Text to read:
Mainland miner gets Myanmar approval
South China Morning Post
July 23, 2004
China Non-ferrous Metal Mining & Construction (CNMC) has received approval from the government of Myanmar to invest US$500 million in nickel mining operations.
Mainland mining firms are increasingly eager to tap overseas metal resources, as demand in the rapidly industrialising country far exceeds domestic production capacity. China, the world's fastest-growing nickel market, imported 80,779 tonnes of nickel last year - up 110 per cent from 2002.
CNMC signed an agreement earlier this month with Myanmar Third Mining to locate and exploit nickel reserves in northern Myanmar's Mandalay province, according to China Non-ferrous Metal Mining Network.
The project is CNMC's latest overseas project, after its copper mine investment in Zambia, zinc mine investment in Mongolia and a lead-antimony alloy factory in Thailand, CNMC said in a statement published by the network.

Set problem 1: Identify every line in the listing below that contains the word "black", treating uppercase and lowercase letters as different.

Entries:
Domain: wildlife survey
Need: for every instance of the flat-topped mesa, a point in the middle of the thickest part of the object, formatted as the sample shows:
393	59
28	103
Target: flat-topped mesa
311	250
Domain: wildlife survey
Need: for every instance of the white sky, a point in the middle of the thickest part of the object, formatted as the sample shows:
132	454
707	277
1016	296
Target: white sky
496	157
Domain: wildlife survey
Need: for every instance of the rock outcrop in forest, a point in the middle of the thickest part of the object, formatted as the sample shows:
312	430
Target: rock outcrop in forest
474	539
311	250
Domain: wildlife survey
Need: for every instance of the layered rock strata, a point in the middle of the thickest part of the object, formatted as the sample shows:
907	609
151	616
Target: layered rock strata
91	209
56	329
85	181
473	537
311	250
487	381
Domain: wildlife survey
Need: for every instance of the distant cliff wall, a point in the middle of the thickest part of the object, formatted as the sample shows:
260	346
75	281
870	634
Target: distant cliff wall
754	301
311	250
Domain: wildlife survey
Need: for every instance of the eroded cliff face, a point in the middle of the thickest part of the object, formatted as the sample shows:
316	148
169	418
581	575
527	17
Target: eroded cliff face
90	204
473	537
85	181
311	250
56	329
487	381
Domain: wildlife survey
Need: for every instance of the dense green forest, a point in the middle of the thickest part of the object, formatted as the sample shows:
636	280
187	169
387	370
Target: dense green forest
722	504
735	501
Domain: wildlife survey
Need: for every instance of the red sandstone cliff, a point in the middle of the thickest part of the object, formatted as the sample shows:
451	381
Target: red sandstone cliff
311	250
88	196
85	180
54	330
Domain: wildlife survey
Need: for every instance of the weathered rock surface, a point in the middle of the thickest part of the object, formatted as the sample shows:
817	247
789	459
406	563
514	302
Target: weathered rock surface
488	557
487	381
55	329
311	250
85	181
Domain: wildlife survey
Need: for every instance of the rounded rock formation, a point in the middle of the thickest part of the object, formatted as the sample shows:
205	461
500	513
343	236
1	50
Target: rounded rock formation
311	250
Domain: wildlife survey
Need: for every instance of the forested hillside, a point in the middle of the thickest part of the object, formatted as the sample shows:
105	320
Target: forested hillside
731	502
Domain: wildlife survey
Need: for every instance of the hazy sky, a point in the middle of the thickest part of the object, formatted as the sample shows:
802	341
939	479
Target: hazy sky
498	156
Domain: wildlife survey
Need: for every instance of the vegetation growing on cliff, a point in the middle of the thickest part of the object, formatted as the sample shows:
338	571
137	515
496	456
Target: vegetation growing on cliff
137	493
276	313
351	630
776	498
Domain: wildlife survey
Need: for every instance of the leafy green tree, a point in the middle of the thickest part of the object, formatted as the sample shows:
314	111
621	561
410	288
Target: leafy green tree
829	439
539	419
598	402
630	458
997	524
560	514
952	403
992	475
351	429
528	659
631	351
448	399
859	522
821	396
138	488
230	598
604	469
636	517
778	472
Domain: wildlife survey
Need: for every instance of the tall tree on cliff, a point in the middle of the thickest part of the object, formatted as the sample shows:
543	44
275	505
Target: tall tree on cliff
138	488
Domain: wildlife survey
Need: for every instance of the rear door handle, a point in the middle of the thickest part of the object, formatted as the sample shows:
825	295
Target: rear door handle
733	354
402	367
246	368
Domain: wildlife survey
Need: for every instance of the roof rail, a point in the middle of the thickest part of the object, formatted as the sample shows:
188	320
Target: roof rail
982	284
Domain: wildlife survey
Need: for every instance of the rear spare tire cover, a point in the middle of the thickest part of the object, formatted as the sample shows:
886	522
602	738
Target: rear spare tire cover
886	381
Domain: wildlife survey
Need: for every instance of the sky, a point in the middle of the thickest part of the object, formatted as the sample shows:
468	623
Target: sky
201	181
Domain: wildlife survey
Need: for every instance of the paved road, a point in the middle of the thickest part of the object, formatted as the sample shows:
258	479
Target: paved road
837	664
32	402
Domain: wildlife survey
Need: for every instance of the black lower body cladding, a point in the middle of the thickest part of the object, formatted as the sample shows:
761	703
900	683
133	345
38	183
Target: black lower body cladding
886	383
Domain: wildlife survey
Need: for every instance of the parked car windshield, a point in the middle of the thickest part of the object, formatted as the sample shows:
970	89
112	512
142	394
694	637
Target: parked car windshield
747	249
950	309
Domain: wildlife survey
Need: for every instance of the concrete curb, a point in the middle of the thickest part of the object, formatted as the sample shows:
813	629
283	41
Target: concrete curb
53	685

Set problem 2: Reproduce the passage from the nickel mining article starting at "Mainland miner gets" and ending at "cent from 2002.".

Final result 1:
Need: for every instance of the black lower body cladding, a point in the middle of the thickest part of the object, formatted as the sample shows:
Target: black lower body cladding

Final result 2:
Mainland miner gets Myanmar approval
South China Morning Post
July 23, 2004
China Non-ferrous Metal Mining & Construction (CNMC) has received approval from the government of Myanmar to invest US$500 million in nickel mining operations.
Mainland mining firms are increasingly eager to tap overseas metal resources, as demand in the rapidly industrialising country far exceeds domestic production capacity. China, the world's fastest-growing nickel market, imported 80,779 tonnes of nickel last year - up 110 per cent from 2002.